Aim of the exercise:
Pick up at the line with "looking at the photo above, point out the lamp". Write it out exactly, along with each later line through the end of the data, and nothing more.

(Records drawn from a dataset)

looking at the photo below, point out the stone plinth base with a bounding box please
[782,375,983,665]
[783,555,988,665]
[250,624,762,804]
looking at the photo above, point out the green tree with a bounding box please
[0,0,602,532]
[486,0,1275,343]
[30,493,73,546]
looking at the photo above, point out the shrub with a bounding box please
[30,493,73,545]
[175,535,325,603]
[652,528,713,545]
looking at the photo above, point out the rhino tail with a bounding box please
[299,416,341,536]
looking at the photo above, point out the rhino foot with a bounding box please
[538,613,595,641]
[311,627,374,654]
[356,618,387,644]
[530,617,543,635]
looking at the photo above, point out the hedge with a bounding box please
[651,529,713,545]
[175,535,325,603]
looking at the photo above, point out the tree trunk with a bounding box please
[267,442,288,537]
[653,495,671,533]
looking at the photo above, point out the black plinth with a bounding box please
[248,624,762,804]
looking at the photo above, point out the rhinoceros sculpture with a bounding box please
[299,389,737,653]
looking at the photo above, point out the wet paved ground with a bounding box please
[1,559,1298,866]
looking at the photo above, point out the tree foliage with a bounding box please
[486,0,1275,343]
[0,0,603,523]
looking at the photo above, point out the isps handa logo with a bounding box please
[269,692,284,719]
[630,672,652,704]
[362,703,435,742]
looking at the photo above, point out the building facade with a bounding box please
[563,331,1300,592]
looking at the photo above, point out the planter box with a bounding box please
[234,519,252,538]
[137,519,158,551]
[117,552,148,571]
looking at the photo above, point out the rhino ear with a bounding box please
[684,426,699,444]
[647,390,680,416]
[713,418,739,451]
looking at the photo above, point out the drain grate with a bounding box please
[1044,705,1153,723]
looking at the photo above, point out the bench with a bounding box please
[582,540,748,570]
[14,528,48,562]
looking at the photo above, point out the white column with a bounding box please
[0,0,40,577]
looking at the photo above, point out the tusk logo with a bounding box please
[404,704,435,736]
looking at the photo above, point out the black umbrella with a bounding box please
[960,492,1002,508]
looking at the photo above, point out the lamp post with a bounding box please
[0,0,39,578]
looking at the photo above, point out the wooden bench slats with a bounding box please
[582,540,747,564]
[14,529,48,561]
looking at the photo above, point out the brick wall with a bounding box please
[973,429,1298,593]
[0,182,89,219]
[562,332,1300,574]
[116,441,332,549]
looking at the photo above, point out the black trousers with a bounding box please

Response below:
looking at the photo above, point out the lamp post with a bounding box please
[0,0,39,578]
looking at the photo above, point out the wooden bench slats with a bounding box please
[582,540,747,564]
[14,529,48,561]
looking at the photo above, point out the brick wall with a bounding box please
[973,429,1298,593]
[0,182,89,219]
[562,332,1300,574]
[116,441,332,549]
looking at the photo above, point out the black trousers with a bounding box please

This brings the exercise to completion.